| PASSAGE PROVIDED |
_ _ _ _ _ _ _
“Doctors Hospital at Renaissance is excited about the future of graduate medical education in the Rio Grande Valley,” said Carlos Cardenas, M.D., DHR Chairman. “Never before has our community seen such a shift in education and opportunity at this rapid of a pace. The residency programs at DHR and the RAHC will be utterly transformational for our area.”
The School of Medicine at the University of Texas Health Science Center at San Antonio, along with Doctors Hospital at Renaissance recently announced their affiliation agreement for graduate medical education, as well as the hiring of four residency program directors.
DHR will serve as the new location for residency programs in internal medicine, family medicine, and obstetrics and gynecology.
These programs join a new general adult psychiatry program and child and adolescent psychiatry fellowship program announced in November 2013 at the Regional Academic Health Center in Harlingen. The RAHC’s existing residency program, established in 2002, is an internal medicine residency program that utilizes Valley Baptist Medical Center in Harlingen, and other clinical sites.
The McAllen Medical Center family medicine program, established in 1977, rounds out a rapidly growing group of residency programs in the Valley.
The residencies will operate the sponsorship of the San Antonio medical school until the University of Texas – Rio Grande Valley School of Medicine attains accreditation.
DHR is the first to announce four new residency program directors. They include Amer Malas M.D., internal medicine; Charles Richart, M.D., general surgery; Eron Manusov, M.D., family medicine; and John Breen, M.D., OB/GYN.
“As founding program directors, these physicians are setting the course to not only establish programs of excellence in their respective residencies but also through those efforts to be involved in transforming the health status of the Rio Grande Valley,” said Francisco Gonzalez-Scarano, M.D., Dean of the School of Medicine at UT Health Science Center at San Antonio in a statement.
_ _ _ _ _ _ _
| ASSIGNED TASK A |
In the article on Valley residency programs, return everything from "DHR is the first" down to "in a statement." word for word.
| ASSIGNED TASK B |
Decide whether each statement below agrees with the article on Valley residency programs, answering yes or no and quoting the words of the article that settle it: (i) The RAHC's existing internal medicine residency program was established in 2002. (ii) The McAllen Medical Center family medicine program was established in 1987. (iii) The general adult psychiatry program at the Regional Academic Health Center in Harlingen was announced in November 2013.

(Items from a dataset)
_ _ _ _ _ _ _
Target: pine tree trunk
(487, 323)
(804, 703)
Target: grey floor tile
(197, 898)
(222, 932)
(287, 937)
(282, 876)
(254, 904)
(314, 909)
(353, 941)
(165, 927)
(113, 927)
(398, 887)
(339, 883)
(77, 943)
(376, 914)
_ _ _ _ _ _ _
| OUTPUT A |
DHR is the first to announce four new residency program directors. They include Amer Malas M.D., internal medicine; Charles Richart, M.D., general surgery; Eron Manusov, M.D., family medicine; and John Breen, M.D., OB/GYN.
“As founding program directors, these physicians are setting the course to not only establish programs of excellence in their respective residencies but also through those efforts to be involved in transforming the health status of the Rio Grande Valley,” said Francisco Gonzalez-Scarano, M.D., Dean of the School of Medicine at UT Health Science Center at San Antonio in a statement.

| OUTPUT B |
(i) Yes: "The RAHC’s existing residency program, established in 2002, is an internal medicine residency program"
(ii) No: "The McAllen Medical Center family medicine program, established in 1977"
(iii) Yes: "a new general adult psychiatry program and child and adolescent psychiatry fellowship program announced in November 2013 at the Regional Academic Health Center in Harlingen"